SET TASK ▸ Update the listing below by swapping "truck headlight" for "truck taillight" and keeping every other line the same.

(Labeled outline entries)
## Begin

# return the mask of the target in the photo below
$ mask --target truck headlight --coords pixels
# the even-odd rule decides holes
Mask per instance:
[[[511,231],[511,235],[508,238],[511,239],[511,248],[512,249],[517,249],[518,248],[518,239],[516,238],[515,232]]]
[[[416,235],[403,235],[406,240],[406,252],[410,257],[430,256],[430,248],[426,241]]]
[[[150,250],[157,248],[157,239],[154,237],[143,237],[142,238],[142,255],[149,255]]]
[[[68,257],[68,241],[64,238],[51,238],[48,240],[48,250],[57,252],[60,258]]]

## End

WORKED ANSWER ▸
# return the mask of the target in the photo below
$ mask --target truck taillight --coords pixels
# the even-odd rule decides holes
Mask per instance:
[[[511,231],[511,235],[508,238],[511,239],[511,248],[512,249],[517,249],[518,248],[518,239],[516,238],[515,232]]]
[[[416,235],[403,235],[406,240],[406,252],[410,257],[430,256],[430,248],[426,241]]]
[[[150,250],[157,248],[157,239],[154,237],[143,237],[142,238],[142,255],[149,255]]]
[[[68,257],[68,241],[64,238],[51,238],[48,240],[48,250],[57,252],[60,258]]]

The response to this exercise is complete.